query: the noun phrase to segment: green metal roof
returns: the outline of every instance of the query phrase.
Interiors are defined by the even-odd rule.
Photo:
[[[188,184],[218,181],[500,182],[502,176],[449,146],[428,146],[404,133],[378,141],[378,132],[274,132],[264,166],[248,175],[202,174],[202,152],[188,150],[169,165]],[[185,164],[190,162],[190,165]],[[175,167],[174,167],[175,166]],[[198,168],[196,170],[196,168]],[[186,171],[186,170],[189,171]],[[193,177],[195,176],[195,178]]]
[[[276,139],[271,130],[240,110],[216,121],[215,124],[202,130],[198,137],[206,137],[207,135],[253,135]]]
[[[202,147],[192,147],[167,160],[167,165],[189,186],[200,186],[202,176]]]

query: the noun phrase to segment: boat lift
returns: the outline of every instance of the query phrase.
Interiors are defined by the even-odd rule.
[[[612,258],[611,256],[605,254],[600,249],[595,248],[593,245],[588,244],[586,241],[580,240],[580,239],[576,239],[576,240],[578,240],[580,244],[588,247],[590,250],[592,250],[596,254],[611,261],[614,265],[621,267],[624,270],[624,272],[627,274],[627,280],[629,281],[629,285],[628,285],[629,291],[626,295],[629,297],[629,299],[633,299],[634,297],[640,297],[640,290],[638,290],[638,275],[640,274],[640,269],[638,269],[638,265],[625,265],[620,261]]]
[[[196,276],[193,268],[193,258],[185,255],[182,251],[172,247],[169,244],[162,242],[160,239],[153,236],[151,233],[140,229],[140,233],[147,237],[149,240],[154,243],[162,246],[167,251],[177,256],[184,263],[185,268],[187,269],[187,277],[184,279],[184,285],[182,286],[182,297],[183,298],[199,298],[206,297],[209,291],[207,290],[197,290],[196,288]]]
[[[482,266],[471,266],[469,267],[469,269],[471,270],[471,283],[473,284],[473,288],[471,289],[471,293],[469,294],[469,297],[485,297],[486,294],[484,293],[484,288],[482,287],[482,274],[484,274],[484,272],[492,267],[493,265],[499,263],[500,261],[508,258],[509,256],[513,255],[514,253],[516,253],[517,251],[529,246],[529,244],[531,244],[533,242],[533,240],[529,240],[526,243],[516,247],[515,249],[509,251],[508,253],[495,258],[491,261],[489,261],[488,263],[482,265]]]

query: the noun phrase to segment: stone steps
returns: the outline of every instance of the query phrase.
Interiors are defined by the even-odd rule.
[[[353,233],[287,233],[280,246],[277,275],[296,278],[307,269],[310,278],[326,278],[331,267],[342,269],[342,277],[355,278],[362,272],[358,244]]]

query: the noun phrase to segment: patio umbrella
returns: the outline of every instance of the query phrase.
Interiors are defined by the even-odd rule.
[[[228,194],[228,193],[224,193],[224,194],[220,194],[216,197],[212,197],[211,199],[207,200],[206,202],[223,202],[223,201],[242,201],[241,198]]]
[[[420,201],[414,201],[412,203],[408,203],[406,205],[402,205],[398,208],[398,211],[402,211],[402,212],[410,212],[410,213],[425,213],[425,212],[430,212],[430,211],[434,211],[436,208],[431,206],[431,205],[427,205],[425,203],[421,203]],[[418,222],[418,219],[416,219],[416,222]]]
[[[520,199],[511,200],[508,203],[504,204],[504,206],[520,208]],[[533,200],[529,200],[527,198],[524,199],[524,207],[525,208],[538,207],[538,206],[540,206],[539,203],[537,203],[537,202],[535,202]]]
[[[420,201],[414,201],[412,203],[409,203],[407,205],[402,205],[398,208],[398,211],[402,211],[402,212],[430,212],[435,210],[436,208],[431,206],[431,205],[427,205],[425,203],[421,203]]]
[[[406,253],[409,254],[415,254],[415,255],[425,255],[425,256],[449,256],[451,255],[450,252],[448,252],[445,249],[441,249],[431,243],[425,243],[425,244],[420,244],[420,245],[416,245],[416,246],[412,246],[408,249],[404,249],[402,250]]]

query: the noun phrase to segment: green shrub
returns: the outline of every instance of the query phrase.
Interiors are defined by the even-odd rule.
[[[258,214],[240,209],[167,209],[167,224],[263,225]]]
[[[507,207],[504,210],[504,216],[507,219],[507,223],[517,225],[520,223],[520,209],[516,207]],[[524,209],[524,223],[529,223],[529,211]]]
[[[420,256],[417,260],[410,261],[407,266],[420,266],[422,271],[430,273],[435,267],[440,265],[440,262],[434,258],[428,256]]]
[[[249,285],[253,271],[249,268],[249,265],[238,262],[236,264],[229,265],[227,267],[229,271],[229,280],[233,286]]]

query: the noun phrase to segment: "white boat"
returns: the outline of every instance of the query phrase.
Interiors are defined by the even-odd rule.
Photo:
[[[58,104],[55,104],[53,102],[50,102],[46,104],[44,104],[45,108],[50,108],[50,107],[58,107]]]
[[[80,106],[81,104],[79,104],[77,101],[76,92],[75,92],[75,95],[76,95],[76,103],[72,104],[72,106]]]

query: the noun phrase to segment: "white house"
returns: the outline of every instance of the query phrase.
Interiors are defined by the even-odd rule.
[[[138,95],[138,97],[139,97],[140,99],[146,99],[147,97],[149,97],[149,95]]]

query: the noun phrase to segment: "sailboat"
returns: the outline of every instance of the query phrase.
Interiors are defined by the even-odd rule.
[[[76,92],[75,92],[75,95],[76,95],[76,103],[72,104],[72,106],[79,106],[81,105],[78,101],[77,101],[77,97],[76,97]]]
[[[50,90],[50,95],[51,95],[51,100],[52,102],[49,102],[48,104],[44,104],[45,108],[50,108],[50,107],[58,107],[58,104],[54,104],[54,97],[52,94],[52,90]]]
☆ ☆ ☆ ☆ ☆ ☆ ☆
> [WHAT IS BEING ASKED]: Please find each line above that contains the word "green" and copy every one of those lines in full.

> [SOLUTION BELOW]:
query: the noun phrase to segment: green metal roof
query: the noun phrase to segment: green shrub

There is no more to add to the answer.